§ EXERCISE DIRECTIONS: Only the lines starting at the one that contains "of the blurred" and running to the end should be repeated, exactly as written.

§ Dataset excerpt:
•••
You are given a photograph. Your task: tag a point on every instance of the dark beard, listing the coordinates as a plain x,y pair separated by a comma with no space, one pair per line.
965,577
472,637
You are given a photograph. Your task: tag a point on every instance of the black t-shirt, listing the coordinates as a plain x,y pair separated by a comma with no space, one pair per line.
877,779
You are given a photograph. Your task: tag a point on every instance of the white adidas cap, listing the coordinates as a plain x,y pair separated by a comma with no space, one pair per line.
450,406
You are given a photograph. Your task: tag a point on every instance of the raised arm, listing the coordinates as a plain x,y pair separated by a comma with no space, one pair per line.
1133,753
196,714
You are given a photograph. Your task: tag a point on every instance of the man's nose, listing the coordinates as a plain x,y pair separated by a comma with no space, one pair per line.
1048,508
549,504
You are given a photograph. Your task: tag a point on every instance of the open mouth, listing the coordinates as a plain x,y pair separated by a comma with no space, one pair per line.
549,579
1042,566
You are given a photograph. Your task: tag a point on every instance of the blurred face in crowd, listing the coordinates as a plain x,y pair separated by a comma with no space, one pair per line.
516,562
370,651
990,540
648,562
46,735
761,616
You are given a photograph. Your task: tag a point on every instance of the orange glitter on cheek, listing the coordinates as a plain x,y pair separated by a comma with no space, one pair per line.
•••
§ COMPLETE ANSWER:
You are given a photograph. Your task: tag a point on every instance of the blurred face in crowd, listing the coordinates as a plain x,y pair separated by a comma with no space, one pair per line.
516,562
370,651
990,540
648,562
46,735
761,616
You are given a photograph. Your task: tag a point on every instance of the orange glitter on cheek, listing the coordinates as a plain x,y pair separated by a comma with no space, one pair per line.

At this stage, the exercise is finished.